■ Requirement:
Your task is to repeat the records exactly from the line containing "One point goes on every instance of the guitar body" onward, through the final line.

■ Material provided:
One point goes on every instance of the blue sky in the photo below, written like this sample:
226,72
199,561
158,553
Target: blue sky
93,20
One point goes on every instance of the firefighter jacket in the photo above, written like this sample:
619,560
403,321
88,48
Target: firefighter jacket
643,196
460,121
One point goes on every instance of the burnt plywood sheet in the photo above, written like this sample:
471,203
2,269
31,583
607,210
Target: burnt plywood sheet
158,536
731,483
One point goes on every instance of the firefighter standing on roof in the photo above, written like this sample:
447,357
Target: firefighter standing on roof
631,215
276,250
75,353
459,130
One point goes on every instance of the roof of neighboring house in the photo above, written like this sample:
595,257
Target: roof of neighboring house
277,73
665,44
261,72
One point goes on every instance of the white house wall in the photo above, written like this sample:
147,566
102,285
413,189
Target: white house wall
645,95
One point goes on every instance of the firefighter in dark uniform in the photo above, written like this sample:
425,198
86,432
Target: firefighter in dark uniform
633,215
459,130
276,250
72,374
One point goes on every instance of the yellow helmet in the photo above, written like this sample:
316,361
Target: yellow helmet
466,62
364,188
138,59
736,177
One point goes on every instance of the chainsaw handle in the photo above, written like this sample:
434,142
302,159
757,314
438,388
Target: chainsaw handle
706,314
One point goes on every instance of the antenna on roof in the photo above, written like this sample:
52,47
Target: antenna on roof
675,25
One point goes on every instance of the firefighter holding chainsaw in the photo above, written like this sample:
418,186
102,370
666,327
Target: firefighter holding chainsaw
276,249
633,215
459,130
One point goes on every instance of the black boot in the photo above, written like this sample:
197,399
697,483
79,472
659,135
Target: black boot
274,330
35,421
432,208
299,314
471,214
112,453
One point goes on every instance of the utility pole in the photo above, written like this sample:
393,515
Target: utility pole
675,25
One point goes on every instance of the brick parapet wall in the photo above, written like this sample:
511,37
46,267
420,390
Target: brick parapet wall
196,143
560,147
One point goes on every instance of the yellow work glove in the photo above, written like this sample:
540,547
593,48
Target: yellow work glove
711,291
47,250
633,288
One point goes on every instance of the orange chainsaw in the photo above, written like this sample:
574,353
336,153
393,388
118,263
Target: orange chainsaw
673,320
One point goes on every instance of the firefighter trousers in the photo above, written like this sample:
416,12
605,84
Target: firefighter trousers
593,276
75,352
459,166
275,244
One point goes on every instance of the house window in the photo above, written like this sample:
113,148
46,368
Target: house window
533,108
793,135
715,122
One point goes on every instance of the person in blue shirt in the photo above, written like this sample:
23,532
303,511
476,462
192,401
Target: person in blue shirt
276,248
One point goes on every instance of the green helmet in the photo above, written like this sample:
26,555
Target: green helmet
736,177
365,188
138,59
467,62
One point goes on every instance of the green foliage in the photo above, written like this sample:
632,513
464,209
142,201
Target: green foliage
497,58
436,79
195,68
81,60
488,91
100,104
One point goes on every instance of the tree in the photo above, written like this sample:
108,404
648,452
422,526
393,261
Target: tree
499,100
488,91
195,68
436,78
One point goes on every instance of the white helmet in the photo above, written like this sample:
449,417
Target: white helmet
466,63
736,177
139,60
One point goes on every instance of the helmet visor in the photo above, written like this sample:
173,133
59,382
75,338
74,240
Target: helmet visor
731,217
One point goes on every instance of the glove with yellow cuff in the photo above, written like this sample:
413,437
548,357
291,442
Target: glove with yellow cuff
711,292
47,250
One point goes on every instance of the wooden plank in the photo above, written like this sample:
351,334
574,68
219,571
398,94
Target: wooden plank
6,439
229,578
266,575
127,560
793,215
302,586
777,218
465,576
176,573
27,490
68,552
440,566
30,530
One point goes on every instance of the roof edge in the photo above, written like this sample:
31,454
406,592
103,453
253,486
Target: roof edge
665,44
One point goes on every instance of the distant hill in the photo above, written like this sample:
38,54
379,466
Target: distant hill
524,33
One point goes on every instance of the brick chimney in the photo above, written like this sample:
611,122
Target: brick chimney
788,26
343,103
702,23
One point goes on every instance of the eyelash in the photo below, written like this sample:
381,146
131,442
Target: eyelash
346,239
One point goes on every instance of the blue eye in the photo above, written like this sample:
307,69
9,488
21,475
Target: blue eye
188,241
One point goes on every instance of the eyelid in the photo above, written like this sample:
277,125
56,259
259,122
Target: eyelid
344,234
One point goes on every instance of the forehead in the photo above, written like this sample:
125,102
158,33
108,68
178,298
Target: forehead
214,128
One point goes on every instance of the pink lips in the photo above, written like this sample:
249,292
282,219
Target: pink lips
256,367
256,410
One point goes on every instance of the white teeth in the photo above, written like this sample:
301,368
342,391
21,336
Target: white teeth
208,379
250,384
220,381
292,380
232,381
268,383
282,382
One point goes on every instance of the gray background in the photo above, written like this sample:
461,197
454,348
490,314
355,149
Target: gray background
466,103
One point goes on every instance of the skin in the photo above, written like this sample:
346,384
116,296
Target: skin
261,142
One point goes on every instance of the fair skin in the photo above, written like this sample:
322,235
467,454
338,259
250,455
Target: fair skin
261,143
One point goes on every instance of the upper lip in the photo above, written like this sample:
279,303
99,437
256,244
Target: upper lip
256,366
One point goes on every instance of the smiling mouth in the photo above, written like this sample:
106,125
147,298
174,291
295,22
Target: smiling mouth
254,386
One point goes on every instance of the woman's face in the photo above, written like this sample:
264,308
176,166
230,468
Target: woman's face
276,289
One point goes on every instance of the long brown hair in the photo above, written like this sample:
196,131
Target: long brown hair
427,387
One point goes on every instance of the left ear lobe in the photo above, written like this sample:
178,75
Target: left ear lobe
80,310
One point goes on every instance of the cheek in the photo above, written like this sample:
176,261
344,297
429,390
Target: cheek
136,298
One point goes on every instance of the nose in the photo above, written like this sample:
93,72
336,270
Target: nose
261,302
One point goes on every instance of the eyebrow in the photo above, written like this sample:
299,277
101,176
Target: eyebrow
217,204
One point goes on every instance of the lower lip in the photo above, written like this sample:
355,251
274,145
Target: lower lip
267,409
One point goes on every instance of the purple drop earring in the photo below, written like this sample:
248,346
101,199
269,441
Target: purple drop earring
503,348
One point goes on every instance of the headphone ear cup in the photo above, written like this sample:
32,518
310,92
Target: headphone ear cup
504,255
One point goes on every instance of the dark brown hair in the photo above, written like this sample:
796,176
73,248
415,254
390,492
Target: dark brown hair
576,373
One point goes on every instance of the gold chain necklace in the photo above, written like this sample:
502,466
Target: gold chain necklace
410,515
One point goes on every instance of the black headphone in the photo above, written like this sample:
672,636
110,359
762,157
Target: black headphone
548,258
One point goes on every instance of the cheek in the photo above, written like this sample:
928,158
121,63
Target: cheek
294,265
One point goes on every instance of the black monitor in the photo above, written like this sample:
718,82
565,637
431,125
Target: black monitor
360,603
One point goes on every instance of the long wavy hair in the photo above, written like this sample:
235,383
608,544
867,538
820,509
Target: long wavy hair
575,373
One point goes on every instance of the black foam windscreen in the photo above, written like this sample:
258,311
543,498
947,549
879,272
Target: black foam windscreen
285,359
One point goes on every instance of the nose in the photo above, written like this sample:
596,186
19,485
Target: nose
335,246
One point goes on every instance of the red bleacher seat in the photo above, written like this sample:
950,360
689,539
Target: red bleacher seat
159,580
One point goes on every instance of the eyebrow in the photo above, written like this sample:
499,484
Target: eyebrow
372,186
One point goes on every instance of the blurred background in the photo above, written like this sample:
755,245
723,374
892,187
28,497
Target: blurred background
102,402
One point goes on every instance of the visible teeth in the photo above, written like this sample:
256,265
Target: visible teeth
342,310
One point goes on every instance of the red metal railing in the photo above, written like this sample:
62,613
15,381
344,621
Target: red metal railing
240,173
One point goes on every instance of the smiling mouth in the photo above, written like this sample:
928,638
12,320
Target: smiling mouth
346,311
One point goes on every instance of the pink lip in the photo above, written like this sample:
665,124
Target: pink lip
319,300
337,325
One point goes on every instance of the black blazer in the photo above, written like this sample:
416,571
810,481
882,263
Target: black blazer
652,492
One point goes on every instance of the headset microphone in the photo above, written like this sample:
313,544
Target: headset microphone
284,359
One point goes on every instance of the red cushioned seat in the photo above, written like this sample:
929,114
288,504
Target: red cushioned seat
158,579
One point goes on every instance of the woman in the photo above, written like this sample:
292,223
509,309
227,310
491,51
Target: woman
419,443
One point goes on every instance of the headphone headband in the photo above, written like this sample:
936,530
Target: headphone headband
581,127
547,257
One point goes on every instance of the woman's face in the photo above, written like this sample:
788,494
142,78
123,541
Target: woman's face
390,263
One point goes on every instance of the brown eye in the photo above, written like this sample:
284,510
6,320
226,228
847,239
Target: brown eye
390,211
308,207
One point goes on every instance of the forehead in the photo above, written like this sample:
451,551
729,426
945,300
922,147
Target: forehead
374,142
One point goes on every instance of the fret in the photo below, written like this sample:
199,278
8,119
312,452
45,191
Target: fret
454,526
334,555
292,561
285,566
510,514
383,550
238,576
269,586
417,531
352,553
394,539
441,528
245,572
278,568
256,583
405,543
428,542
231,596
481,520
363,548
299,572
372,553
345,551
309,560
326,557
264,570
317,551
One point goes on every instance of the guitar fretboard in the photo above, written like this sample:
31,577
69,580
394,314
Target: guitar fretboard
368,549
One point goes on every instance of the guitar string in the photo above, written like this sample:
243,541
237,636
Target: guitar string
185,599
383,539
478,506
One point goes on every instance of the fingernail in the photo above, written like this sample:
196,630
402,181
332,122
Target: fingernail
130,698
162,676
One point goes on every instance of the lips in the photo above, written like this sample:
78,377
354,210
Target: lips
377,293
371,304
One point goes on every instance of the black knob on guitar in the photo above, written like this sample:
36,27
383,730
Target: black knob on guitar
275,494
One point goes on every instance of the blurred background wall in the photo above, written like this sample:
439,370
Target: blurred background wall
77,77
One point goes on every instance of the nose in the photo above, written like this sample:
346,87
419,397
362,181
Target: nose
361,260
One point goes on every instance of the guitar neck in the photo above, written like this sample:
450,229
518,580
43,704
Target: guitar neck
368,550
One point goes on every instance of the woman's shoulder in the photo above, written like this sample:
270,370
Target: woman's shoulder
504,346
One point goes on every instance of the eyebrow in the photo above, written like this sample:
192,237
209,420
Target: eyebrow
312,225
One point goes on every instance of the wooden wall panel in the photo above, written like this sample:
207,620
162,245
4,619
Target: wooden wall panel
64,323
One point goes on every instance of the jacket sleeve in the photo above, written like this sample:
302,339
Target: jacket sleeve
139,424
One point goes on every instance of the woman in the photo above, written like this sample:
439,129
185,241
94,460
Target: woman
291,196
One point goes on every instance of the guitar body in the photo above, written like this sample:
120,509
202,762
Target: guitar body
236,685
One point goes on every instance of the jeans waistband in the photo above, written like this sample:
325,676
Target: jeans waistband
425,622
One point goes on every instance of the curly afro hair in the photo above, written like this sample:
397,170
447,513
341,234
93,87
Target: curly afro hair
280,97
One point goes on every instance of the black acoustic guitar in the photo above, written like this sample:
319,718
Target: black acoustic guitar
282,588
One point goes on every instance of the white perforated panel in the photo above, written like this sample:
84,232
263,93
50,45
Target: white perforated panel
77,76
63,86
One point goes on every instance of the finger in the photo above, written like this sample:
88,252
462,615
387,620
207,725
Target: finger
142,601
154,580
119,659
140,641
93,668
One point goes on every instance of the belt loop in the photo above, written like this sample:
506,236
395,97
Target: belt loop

■ Answer to the task:
One point goes on every instance of the guitar body in the photo above, written like this sample:
120,509
202,762
Target: guitar body
236,685
One point goes on every instance of the jeans waistband in the photo above, written like this sample:
325,676
Target: jeans waistband
425,622
One point goes on every instance of the curly afro hair in the photo above, written like this sample:
397,170
447,513
341,234
93,87
Target: curly afro hair
280,97
One point goes on every instance of the black acoustic guitar in the photo above, written like this sample:
319,718
Target: black acoustic guitar
282,588
One point goes on every instance of the white perforated panel in the photo above, written like this sample:
84,232
263,93
50,45
Target: white perforated panel
77,76
63,86
One point goes on every instance of the finger in the photo above, written like this sample:
88,252
462,615
387,620
207,725
Target: finger
142,601
154,580
119,659
140,641
93,668
One point goes on every instance of the belt loop in the photo above, written like this sample:
506,236
395,97
Target: belt loop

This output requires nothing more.